Instructions to follow: Every entry below should be printed exactly, without its images.

Material for the task:
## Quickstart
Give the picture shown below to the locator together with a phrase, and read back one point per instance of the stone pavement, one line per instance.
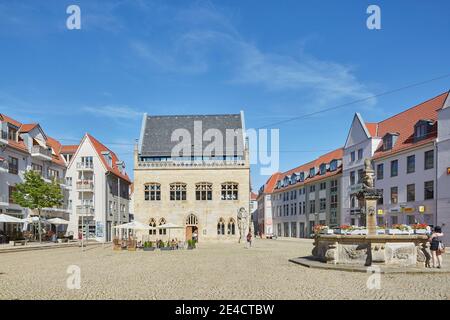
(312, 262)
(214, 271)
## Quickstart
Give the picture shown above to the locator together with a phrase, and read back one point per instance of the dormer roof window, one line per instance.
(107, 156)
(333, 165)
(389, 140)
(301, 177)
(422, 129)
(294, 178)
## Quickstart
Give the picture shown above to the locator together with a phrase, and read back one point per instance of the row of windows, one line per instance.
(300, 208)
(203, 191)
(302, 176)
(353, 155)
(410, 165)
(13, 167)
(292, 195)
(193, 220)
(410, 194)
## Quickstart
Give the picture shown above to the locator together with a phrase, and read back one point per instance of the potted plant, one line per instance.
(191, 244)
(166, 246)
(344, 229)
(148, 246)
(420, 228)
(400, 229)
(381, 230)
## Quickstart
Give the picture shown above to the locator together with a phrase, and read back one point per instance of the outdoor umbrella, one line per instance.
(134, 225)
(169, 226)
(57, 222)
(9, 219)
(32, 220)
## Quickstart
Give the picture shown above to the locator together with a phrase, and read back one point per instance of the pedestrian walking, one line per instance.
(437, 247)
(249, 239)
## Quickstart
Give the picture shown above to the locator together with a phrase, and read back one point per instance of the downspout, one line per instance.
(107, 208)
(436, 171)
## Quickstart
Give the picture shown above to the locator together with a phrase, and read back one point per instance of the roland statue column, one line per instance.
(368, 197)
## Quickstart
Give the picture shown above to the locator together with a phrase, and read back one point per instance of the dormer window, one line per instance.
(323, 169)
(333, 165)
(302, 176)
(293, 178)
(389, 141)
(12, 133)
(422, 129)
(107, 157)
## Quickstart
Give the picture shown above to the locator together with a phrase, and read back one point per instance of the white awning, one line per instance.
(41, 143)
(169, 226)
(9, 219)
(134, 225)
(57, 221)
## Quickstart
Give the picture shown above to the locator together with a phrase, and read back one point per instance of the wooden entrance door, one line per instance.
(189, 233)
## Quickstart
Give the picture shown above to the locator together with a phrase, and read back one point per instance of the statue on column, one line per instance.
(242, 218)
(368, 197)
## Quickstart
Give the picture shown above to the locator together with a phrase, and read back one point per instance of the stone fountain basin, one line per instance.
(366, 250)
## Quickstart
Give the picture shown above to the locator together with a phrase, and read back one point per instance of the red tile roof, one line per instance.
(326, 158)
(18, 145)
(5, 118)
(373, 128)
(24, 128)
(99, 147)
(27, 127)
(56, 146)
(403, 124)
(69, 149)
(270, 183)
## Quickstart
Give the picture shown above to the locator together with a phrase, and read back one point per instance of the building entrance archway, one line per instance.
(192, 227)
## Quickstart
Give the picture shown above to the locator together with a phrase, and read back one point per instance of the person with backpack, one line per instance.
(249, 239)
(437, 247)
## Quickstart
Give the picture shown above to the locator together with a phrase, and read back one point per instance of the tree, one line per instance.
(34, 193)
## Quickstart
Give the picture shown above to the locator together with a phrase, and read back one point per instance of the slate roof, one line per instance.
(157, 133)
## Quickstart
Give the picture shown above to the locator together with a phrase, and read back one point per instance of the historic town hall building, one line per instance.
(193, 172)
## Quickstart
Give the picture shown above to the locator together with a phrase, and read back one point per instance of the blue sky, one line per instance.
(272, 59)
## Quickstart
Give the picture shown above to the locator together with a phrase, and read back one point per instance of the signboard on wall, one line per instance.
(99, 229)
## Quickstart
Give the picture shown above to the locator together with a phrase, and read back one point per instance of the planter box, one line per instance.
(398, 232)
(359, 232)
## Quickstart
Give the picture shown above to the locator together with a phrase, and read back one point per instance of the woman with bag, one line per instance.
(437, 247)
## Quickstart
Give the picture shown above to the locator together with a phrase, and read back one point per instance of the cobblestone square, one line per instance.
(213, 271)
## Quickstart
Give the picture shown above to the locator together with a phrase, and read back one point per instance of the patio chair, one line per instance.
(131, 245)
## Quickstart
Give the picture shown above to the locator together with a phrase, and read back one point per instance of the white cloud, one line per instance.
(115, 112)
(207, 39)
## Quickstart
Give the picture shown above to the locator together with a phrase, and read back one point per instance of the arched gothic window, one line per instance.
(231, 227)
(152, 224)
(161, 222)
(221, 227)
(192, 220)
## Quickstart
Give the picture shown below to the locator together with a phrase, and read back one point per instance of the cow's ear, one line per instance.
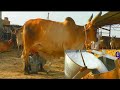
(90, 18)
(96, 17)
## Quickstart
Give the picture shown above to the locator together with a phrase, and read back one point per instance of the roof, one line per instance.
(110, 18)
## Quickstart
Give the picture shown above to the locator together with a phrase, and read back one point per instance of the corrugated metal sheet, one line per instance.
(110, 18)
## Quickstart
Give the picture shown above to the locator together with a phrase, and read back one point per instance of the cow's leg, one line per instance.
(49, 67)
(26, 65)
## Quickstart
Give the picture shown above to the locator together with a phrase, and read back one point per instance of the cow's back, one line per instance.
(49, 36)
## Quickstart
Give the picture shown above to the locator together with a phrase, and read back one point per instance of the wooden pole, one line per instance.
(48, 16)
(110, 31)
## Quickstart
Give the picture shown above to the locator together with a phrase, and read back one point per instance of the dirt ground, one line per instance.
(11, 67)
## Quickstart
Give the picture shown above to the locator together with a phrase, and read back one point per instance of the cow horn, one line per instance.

Written response:
## Quickstart
Give the picture shown below to the locator together with a phrase, and read back one point per instance of the stone pavement, one line per instance.
(312, 262)
(214, 271)
## Quickstart
Give the picture shown above to the locator together with a phrase, and read back one point per instance of the dormer roof window, one line per instance.
(107, 156)
(333, 165)
(389, 140)
(301, 177)
(422, 129)
(294, 178)
## Quickstart
Give the picture shown above to the locator together with a phrase, and read back one point per instance of the row of windows, one line per instance.
(300, 208)
(203, 191)
(302, 176)
(353, 155)
(410, 165)
(13, 167)
(292, 195)
(193, 220)
(410, 194)
## Quickstart
Give the picture shown above to the locator together with a phrase, and read back one point per instance of the potted plant, one line per instance.
(191, 244)
(166, 246)
(344, 229)
(148, 246)
(420, 228)
(400, 229)
(381, 230)
## Quickstart
Give the picture shown above to the locator together with a phrase, and read back one point per instance of the outdoor umbrella, one line per instance.
(134, 225)
(169, 226)
(57, 222)
(9, 219)
(32, 220)
## Quickstart
Give the picture shown above to the locator together with a phrase, and read back one point per instance of the pedestrian walking, one line per instance.
(437, 247)
(249, 239)
## Quickstart
Give the picture shown above to the locator together with a phrase, and read back one point per instance of the downspout, one line per instance.
(107, 208)
(436, 171)
## Quickstart
Give the picture shown above to the locator together with a phrase, and read back one point per instance of the roland statue column, one line per instance.
(368, 197)
## Quickstart
Give the picture shown above to the locator together with a phrase, and read back one point per instance of the dormer window, one line per instance.
(323, 169)
(333, 165)
(302, 176)
(293, 178)
(389, 141)
(12, 133)
(422, 129)
(107, 157)
## Quickstart
Give the picture shown above to the locator together with a phrase, and read back one point per instance of the white awning, one line per instance.
(41, 143)
(169, 226)
(9, 219)
(134, 225)
(57, 221)
## Quickstart
Give the picture shown above to the locator together with a phrase, and read back one point per instance of the wooden entrance door, one line per instance.
(189, 233)
## Quickstart
Give the picture shown above to the locator together with a phrase, and read back one point per instance of the statue on column, one line per instance.
(242, 218)
(368, 197)
## Quickstart
Give the picture shown above to the locator together with a phrase, and read back one point per instance of the stone fountain basin, one line per instance.
(366, 250)
## Quickstart
Give the picture shown above to the locator together with a phrase, and read back one point per instance of the red tile roof, one line per instance.
(326, 158)
(18, 145)
(5, 118)
(373, 128)
(24, 128)
(99, 147)
(27, 127)
(56, 146)
(403, 124)
(69, 149)
(270, 183)
## Quickstart
Give the picture shown above to the locator together with a phrase, and read back one point per instance of the building entrance archway, one line per instance.
(192, 227)
## Quickstart
Give the picture shown above to the locator together with a phrase, and read back one point per instance of the person with backpack, one line per instance.
(249, 239)
(437, 247)
## Quickstart
Give the picture shown above to the locator together with a phrase, and read back one point per instance of the tree, one line per instance.
(34, 193)
## Quickstart
Give the picture shown above to the locator together with a phrase, and read back one point per instance of the slate roof, one line per instance.
(157, 133)
## Quickstart
Give the picture shown above to the locator together with a phrase, and read back one point per instance of the historic town hall building, one line per instance.
(193, 172)
## Quickstart
Give the picture shown above to the locator together with a phrase, and read back one point per instance of the blue sky, one line per instance.
(272, 59)
## Quickstart
Give the picture shown above to the locator together with a phrase, and read back one point per instance of the signboard on wall, one line per instance.
(99, 229)
## Quickstart
Give the picture shown above to the locator together with a phrase, and read back one point per instance of the planter box, one line per instance.
(398, 232)
(359, 232)
## Quickstart
Give the picture shown above to the locator together with a phrase, and read back one point per instance of the woman with bag, one line per instance.
(437, 247)
## Quickstart
Give the picture shown above to the locator together with a phrase, and read back one point per instance of the cobblestone square, one line per instance.
(213, 271)
## Quickstart
Give the picture shown above to the locator together with a phrase, and read back one point per instance of the patio chair, one line per instance.
(131, 245)
## Quickstart
Give the picture shown above to the locator together with a phrase, and read back one point per instance of the white cloud, one line per instance.
(115, 112)
(207, 39)
## Quickstart
Give the picture shown above to the locator together with a phrase, and read back one point per instance of the arched gothic window, one line per instance.
(231, 227)
(152, 224)
(161, 222)
(221, 227)
(192, 220)
## Quickstart
Give the picture shown below to the locator together with a phrase, and read back one point per instance of the cow's ear, one line per instance.
(90, 18)
(96, 17)
## Quickstart
Give the picture shown above to the locator together with a phrase, and read back one point per instance of the roof, one line per instance.
(110, 18)
## Quickstart
Give the picture shown above to the locator together with a phrase, and read back one point per instance of the corrugated metal sheet, one line per instance.
(110, 18)
## Quickstart
Give the picture shown above to the locator together with a phrase, and read back one point per instance of the cow's leg, one line per instance.
(49, 67)
(26, 65)
## Quickstart
Give the picture shown above to the locator together with a phrase, and read back one point per instance of the cow's back, one line per instance.
(49, 36)
## Quickstart
Give the picture shown above to the locator together with a phrase, and read back one point per instance of the wooden pole, one line per instance.
(48, 16)
(110, 31)
## Quickstart
Give the picture shown above to the locator together with a phrase, and read back one point per instance of the dirt ground, one line per instance.
(11, 67)
## Quickstart
Give the picture shown above to the locator together with a phrase, and read back one point per instance of the cow horn, one line per instance.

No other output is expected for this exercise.